WRITTEN TASK: Copy out everything from the line containing "Expected: one point per instance of the white" down to the end of the material, substituting "gear pile" for "camping equipment pile" and leaving the rest unchanged.

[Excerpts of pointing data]
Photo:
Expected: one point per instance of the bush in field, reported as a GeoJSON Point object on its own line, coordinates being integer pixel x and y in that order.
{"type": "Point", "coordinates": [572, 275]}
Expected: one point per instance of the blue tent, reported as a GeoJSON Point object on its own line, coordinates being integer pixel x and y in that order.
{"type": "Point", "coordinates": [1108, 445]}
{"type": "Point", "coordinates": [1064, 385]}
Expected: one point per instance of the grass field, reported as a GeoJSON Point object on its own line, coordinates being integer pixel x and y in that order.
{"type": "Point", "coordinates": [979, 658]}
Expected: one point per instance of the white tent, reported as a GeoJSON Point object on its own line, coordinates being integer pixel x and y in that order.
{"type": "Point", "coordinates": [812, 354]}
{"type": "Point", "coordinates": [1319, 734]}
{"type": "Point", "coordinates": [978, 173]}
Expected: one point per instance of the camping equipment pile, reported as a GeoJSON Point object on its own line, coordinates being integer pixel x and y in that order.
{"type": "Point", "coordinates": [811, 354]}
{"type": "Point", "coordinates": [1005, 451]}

RIGHT ANSWER:
Expected: one point per instance of the white tent, reported as a GeoJSON Point object on its own line, coordinates being integer pixel x and y in that order.
{"type": "Point", "coordinates": [812, 354]}
{"type": "Point", "coordinates": [1319, 734]}
{"type": "Point", "coordinates": [978, 173]}
Expected: one point per instance of the gear pile, reported as a GeoJSON Point object on its own line, coordinates being integer pixel x and y in that order.
{"type": "Point", "coordinates": [811, 354]}
{"type": "Point", "coordinates": [1005, 451]}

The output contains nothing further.